▶ [DOCUMENT PASSAGE]
:::

My primary concern is losing user data that has been entered during the
day, before the nightly back-up. We are a manufacturing facility, so
although downtime is a concern, the loss of data is most critical.

One given is to set up User Volume Sets (SYSTEM, PRODUCTION, TEST).>>


How about
   MPEXL_unreasonablylongname
   PRODUCTION
   BACKUP
   TEST

? At the start of the backup, copy the contents of the PRODUCTION volume
set, either the whole thing or the pieces that change, like databases, to
the BACKUP volume set. Then back up the BACKUP volume set to tape. In
addition to giving you an on-line day-old-or-less backup, it gets the
production system back up faster, since a disk-to-disk copy is still
faster than disk-to-tape. If disk space is an issue, the database
copy(ies) on the BACKUP volume set can be purged once the tape backup is
done and verified, though you lose the on-line copy and recovery takes
longer.

The "secret ingredient" in this configuration is that the TurboIMAGE log
files for the databases on the PRODUCTION volume set live on the BACKUP
volume set. With this setup, you start each backup/logging cycle with two
complete copies of the production database(s): one on PRODUCTION, one on
BACKUP. As the users update the PRODUCTION-resident database(s), the
modifications are logged to the BACKUP volume set. If a device in the
PRODUCTION volume set crashes, you use the saved copy from BACKUP plus
the log files on BACKUP to roll the saved copy forward to the state
before the crash.

:::

(Stored records)
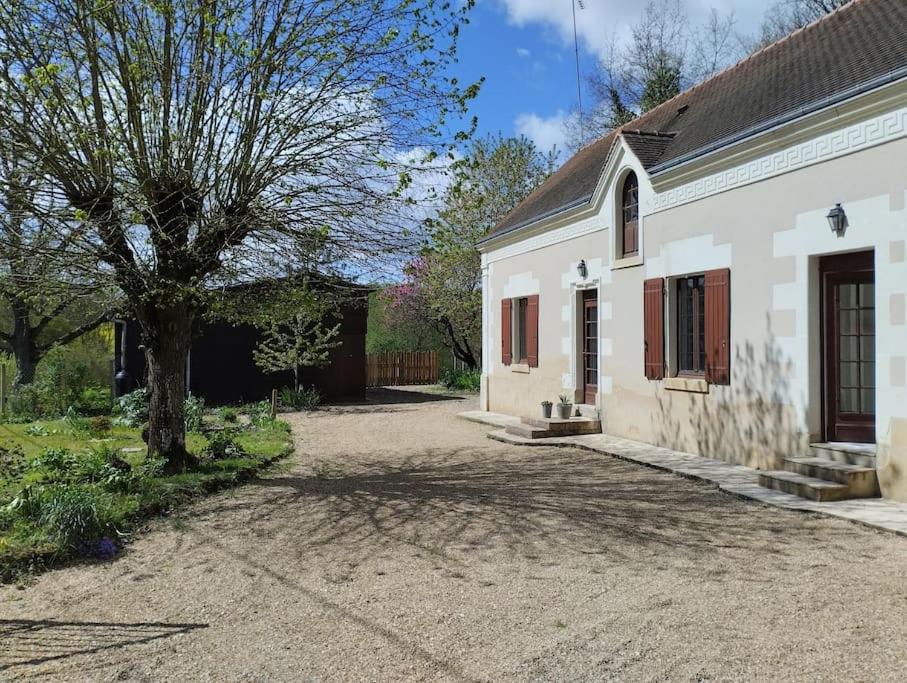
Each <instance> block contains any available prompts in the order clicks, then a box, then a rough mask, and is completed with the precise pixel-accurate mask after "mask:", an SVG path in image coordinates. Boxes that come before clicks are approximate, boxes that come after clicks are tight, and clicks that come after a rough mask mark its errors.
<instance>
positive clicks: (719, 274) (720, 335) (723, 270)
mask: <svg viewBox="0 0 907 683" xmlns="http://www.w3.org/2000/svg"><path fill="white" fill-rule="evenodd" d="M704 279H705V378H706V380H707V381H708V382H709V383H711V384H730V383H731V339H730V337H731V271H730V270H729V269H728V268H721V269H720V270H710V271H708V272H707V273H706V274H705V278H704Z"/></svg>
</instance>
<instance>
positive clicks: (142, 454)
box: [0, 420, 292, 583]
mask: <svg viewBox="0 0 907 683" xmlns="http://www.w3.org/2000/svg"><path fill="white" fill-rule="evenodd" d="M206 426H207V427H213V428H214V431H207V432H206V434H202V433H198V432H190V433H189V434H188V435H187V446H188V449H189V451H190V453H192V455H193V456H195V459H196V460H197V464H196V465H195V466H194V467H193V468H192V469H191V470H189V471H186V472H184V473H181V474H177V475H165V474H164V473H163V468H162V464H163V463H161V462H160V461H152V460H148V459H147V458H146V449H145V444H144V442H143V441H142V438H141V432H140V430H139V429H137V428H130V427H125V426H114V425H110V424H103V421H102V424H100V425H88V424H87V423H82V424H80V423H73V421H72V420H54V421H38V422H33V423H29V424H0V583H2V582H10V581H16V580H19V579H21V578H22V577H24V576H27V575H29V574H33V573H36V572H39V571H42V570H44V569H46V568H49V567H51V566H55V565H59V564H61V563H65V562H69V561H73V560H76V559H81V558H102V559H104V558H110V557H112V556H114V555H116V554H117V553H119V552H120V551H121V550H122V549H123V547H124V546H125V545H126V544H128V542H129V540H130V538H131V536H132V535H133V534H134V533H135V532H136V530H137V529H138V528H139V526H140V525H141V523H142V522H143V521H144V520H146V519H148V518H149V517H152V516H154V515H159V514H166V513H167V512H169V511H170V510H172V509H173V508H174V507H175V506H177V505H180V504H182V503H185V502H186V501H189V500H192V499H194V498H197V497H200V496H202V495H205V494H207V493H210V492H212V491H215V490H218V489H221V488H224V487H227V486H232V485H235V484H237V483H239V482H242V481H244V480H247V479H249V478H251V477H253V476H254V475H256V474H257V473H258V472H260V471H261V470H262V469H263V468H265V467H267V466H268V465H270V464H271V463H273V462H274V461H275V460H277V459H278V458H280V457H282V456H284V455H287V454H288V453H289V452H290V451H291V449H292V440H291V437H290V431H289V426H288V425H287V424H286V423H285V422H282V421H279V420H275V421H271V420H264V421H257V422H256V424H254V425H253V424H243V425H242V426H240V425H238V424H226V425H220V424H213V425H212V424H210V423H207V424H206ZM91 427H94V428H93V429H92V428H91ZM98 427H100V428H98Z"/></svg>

:::

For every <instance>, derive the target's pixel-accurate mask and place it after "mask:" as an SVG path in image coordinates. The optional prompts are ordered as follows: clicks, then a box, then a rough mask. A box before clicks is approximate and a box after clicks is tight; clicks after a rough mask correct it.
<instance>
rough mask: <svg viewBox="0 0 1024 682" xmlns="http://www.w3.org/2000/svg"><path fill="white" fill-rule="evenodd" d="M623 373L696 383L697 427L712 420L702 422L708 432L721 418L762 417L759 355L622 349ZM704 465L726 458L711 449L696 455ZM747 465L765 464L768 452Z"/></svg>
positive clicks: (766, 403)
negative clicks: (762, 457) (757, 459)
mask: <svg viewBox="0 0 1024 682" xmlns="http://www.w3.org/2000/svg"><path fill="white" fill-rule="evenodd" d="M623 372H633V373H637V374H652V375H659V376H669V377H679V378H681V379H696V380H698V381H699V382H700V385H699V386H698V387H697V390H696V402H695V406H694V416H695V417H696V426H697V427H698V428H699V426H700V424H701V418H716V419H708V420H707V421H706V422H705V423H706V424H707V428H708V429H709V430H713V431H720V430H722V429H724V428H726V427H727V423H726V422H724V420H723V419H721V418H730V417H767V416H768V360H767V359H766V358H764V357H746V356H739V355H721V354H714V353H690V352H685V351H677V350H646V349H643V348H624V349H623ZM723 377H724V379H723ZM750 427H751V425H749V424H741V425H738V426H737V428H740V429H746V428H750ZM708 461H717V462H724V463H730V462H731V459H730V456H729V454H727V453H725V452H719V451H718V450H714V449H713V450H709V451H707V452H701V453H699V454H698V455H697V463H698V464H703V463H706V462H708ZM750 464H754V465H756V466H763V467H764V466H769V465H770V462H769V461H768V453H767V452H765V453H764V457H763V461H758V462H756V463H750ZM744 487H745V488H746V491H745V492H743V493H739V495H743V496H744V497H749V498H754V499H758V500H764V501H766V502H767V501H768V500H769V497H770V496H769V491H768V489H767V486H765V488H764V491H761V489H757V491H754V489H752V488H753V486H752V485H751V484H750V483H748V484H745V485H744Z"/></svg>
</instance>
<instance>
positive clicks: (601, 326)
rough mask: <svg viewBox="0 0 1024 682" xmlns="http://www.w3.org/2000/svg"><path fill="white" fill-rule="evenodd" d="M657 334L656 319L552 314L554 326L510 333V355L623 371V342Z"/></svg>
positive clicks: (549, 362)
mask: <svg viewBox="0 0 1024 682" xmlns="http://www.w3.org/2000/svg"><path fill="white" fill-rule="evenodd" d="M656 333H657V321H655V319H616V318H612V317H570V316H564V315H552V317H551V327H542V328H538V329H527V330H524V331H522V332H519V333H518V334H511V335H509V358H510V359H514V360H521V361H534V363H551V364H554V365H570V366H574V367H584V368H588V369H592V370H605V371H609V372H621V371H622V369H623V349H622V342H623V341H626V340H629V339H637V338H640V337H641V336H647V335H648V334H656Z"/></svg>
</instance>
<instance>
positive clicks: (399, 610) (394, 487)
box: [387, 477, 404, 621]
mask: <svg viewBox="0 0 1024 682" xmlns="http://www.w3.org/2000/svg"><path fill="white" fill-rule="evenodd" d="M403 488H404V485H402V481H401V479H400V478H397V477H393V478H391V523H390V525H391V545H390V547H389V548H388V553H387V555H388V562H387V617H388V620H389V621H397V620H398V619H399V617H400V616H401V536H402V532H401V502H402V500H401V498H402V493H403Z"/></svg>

:::

▶ [TASKS AND EXERCISES]
- a) In the passage on the backup volume set configuration, where do the TurboIMAGE log files for the PRODUCTION databases live?
- b) Please pick up the passage on the backup volume set configuration and continue it from its last sentence.

▶ [WRITTEN ANSWERS]
- a) On the BACKUP volume set.

- b)
The "gotcha" in this configuration is that cross-volume-set logging
prohibits ROLLBACK recovery. Many shops don't use ROLLBACK, so it's a
moot point. However, if you're a shop that relies on ROLLBACK, this whole
idea is a non-starter.

<<I'm looking for some feedback from the list about any concerns or
problems in using Mirrored Disk. With adding 4 more disk drives, I can
set up the following configuration:

        System:         2 drives
        Production:     4 drives
        Prod Mirrored:  4 drives
        Test & other    4 drives

My concern is the possibility of an I/O bottleneck by bringing the
production data down to 4 drives, when it used to be spread over 10. >>


That's the downside of RAID1: the 100% overhead "cost" in devices.
Whether or not the reduction in spindle count will cause a reduction in
throughput depends on the usage patterns of the specific system, so the
only feasible way to find out is to try it.